**WHAT TO DO**
Rewrite the part of the entries that opens with the line containing "Label every cow's front" and runs through the end of the entries, requests included. Scale every box coordinate in the answers by 0.95 and round each to a whole number, halves up, leaving the requests and their format lines unchanged.

++++ RECORDS PROVIDED

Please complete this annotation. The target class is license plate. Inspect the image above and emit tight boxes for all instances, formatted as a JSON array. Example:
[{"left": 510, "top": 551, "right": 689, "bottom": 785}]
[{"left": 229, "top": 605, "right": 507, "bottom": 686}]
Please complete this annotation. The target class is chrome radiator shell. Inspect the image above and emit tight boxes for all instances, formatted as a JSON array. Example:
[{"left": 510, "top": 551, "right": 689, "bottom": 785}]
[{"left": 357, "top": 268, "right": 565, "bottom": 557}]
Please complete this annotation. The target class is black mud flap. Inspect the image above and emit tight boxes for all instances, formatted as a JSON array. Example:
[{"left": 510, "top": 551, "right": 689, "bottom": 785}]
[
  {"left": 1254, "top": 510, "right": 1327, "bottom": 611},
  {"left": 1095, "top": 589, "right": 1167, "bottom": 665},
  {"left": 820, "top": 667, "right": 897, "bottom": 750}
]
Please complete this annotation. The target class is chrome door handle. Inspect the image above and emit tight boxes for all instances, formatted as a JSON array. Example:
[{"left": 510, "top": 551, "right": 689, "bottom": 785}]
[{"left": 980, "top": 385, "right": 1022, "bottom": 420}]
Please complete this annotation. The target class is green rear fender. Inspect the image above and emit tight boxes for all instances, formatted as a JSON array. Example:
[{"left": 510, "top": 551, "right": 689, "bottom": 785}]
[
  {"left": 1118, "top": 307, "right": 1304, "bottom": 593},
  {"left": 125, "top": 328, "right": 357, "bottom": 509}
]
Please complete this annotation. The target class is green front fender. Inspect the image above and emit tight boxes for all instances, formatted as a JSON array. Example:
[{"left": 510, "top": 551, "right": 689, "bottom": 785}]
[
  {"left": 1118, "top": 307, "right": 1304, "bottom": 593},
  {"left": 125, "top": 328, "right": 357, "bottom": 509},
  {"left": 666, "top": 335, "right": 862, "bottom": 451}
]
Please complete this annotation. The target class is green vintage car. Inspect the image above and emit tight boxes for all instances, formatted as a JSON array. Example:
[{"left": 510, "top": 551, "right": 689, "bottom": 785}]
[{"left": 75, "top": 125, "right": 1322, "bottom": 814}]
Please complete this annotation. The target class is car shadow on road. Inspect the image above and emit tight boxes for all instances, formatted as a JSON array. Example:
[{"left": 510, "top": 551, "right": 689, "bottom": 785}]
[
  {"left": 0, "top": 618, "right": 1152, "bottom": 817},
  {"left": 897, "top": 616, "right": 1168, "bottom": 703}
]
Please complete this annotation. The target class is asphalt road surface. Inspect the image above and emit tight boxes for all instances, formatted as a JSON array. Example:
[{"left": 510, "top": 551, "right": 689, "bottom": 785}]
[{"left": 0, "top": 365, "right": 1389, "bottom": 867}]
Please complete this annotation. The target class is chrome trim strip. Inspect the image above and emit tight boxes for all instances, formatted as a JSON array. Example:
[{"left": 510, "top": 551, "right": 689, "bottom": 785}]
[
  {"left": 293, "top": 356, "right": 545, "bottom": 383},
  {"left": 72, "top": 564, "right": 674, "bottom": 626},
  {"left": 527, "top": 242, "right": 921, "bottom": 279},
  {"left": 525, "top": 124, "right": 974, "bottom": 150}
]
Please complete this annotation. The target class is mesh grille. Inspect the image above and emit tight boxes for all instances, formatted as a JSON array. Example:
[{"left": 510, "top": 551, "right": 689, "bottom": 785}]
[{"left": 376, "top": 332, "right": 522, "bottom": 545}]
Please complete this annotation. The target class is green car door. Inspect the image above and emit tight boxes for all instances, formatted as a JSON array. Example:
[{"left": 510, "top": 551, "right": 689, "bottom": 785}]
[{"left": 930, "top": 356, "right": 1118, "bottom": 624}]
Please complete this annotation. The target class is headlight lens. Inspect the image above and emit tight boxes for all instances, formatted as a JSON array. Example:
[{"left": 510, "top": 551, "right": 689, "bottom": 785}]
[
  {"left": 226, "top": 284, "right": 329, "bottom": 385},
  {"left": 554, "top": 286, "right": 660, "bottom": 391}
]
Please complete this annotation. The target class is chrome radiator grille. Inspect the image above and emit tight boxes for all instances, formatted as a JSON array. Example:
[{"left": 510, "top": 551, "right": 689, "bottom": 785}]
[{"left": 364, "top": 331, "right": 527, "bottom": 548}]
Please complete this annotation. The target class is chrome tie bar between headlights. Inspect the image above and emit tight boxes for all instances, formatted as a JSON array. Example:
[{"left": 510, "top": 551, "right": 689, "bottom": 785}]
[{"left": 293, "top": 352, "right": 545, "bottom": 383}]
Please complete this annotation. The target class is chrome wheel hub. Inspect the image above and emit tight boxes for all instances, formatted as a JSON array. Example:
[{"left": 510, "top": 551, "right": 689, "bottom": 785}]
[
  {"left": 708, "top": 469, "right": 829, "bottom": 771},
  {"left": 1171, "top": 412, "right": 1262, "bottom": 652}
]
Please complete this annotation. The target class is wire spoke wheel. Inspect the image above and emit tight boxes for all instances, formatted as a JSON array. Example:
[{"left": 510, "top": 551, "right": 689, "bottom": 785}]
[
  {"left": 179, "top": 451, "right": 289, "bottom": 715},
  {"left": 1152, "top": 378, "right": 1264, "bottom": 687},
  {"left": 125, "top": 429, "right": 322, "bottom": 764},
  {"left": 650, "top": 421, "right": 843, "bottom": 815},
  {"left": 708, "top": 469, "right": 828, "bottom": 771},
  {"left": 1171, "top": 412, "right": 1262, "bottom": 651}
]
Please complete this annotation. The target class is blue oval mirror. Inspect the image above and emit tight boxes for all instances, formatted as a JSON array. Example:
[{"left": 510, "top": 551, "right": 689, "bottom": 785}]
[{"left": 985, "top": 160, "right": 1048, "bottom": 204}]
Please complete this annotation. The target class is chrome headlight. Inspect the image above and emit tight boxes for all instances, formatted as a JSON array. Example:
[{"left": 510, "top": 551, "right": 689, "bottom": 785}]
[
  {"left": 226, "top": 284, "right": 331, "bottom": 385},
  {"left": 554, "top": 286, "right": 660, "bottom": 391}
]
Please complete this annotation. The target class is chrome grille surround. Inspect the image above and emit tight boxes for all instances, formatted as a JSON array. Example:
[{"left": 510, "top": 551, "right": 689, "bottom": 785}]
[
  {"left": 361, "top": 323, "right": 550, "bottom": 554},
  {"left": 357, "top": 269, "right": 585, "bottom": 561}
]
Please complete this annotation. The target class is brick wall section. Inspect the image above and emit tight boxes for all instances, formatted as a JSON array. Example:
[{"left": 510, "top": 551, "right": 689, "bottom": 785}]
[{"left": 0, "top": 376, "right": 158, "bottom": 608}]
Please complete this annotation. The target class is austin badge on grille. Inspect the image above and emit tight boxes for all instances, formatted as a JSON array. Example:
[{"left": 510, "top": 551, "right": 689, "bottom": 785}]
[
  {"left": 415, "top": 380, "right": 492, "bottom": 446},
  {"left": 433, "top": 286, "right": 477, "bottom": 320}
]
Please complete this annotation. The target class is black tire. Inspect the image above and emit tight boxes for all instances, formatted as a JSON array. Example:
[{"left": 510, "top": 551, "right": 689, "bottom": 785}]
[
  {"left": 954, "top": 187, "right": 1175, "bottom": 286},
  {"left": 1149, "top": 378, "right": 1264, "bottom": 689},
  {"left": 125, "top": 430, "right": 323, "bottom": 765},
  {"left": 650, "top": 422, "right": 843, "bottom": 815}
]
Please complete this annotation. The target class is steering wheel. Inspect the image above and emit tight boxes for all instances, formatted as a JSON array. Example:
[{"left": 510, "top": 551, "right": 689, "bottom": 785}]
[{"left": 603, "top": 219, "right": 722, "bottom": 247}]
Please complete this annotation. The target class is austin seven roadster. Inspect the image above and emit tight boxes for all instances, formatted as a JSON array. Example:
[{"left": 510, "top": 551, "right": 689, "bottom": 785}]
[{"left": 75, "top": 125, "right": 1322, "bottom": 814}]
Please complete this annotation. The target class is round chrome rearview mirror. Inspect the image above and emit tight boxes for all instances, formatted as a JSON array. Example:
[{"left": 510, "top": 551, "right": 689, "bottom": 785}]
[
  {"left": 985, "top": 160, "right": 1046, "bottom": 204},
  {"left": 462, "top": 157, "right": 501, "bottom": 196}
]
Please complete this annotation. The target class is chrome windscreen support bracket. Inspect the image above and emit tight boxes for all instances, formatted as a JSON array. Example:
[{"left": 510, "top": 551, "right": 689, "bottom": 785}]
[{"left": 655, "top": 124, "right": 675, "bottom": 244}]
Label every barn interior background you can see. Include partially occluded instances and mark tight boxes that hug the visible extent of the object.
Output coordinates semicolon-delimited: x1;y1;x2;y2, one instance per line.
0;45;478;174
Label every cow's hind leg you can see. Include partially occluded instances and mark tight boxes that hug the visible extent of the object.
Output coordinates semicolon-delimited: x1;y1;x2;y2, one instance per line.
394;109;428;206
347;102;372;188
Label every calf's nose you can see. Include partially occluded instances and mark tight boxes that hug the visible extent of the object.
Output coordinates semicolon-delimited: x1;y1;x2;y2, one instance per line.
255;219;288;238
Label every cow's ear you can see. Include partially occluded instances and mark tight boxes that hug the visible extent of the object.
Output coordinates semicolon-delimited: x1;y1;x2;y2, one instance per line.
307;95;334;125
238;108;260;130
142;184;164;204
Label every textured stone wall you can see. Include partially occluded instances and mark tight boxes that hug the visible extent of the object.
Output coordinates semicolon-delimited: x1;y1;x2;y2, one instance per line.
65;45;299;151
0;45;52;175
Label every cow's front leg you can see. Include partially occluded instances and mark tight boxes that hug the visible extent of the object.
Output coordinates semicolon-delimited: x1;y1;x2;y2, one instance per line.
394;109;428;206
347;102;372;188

++++++++

**EXERCISE OUTPUT**
Label every cow's front leg you can see. Include partially occluded instances and mark tight boxes that hug the visible extent of the object.
Output coordinates semicolon-delimited: x1;y1;x2;y2, one instance per line.
374;104;407;196
330;97;353;179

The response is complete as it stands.